How to complete this task.
Print all records exactly, leaving nothing out.

[Start of Attachment]

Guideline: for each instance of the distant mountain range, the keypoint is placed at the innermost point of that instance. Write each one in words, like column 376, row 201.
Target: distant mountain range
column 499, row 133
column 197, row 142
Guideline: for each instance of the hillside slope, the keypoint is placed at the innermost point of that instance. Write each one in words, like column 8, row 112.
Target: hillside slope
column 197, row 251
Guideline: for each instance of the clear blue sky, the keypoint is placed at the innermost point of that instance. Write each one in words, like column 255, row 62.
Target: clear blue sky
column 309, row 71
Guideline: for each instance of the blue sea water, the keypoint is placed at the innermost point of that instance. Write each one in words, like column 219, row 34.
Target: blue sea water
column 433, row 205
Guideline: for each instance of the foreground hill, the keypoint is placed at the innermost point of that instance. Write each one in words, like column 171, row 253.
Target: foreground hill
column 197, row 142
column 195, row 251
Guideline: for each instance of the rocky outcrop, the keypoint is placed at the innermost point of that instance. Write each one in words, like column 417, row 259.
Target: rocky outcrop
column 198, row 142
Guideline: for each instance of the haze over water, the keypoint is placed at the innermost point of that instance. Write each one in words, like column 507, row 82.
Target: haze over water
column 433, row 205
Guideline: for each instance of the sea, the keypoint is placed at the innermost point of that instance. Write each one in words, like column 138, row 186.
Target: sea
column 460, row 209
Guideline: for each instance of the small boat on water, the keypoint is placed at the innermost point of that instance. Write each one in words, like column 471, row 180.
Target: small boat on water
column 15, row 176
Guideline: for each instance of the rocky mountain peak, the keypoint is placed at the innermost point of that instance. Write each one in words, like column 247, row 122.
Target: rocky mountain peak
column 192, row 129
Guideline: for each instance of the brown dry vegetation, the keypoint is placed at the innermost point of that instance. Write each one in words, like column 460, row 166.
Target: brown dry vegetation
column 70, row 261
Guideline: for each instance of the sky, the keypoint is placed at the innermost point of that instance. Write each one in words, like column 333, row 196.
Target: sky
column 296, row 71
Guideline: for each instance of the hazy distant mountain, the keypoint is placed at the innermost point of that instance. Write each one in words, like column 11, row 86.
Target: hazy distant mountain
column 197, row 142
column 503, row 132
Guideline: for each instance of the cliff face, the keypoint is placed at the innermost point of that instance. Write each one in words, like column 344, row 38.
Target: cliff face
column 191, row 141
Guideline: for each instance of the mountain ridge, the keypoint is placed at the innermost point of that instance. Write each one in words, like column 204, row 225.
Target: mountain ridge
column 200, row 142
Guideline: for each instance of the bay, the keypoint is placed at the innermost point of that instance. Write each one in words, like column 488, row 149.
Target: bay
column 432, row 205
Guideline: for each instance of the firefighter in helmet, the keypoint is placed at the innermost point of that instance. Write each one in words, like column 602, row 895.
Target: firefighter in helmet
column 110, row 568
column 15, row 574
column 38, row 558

[End of Attachment]

Exercise solution.
Guideline: for each instance of the distant mountain range, the keypoint is placed at the innermost point of that instance. Write each one in words, like column 376, row 201.
Target: distant mountain range
column 499, row 133
column 197, row 142
Guideline: for each instance of the hillside slope, the keypoint is placed at the innermost point of that instance. Write each one in words, like column 8, row 112.
Target: hillside slope
column 197, row 251
Guideline: for each instance of the clear blue sky, the keypoint is placed at the innermost point of that instance. Write each one in words, like column 255, row 62.
Target: clear blue sky
column 309, row 71
Guideline: for each instance of the blue sea water, the keypoint is placed at the innermost point of that instance. Write each one in words, like column 219, row 34.
Target: blue sea water
column 433, row 205
Guideline: for each instance of the foreground hill, the keypoint is placed at the innermost point of that instance. Write each one in words, like column 171, row 253.
Target: foreground hill
column 197, row 142
column 195, row 251
Guideline: for each instance of the rocky outcrop, the keypoint is placed at the innermost point of that instance. Write each one in words, like column 417, row 259.
Target: rocky outcrop
column 198, row 142
Guideline: for each instance of the haze over water, the keypoint is placed at the innermost point of that instance. Write each one in words, like column 507, row 82.
Target: haze over water
column 433, row 205
Guideline: for each instance of the sea, the keypoint is placed at the innermost point of that instance. Write each one in words, like column 138, row 186.
Target: sea
column 460, row 209
Guideline: for each instance of the small boat on water, the keypoint is placed at the innermost point of that instance. Write each one in words, like column 471, row 180.
Target: small boat on water
column 15, row 176
Guideline: for each instance of the rocky mountain peak, the keypoint is placed at the innermost point of that instance. Write each one in words, like column 247, row 122.
Target: rocky mountain peak
column 192, row 129
Guideline: for each instance of the brown dry vegetation, the keypoint is placed at the innermost point of that instance. Write each one in words, like column 460, row 166.
Target: brown dry vegetation
column 70, row 261
Guideline: for each instance of the sky, the keypoint is placed at the innermost point of that instance. Write each one in words, like column 333, row 196.
Target: sky
column 296, row 71
Guideline: for each instance of the hazy distant mountain, the keypoint is placed at the innermost point of that instance. Write each one in words, like column 11, row 86.
Target: hazy distant mountain
column 197, row 142
column 503, row 132
Guideline: for each instance of the cliff face, the keypoint is placed at the innermost point of that instance. Write each one in words, like column 344, row 38.
Target: cliff face
column 191, row 141
Guideline: for each instance of the mountain ridge, the keypoint is placed at the innermost point of that instance. Write each one in words, like column 204, row 225.
Target: mountain ridge
column 200, row 142
Guideline: for each instance of the bay, the keypoint is placed at the innermost point of that instance. Write each one in words, like column 488, row 149.
Target: bay
column 432, row 205
Guideline: for each instance of the firefighter in helmet, the keypoint is placed at the innermost point of that instance. Write each one in words, like column 602, row 895.
Target: firefighter in helmet
column 110, row 568
column 15, row 574
column 38, row 558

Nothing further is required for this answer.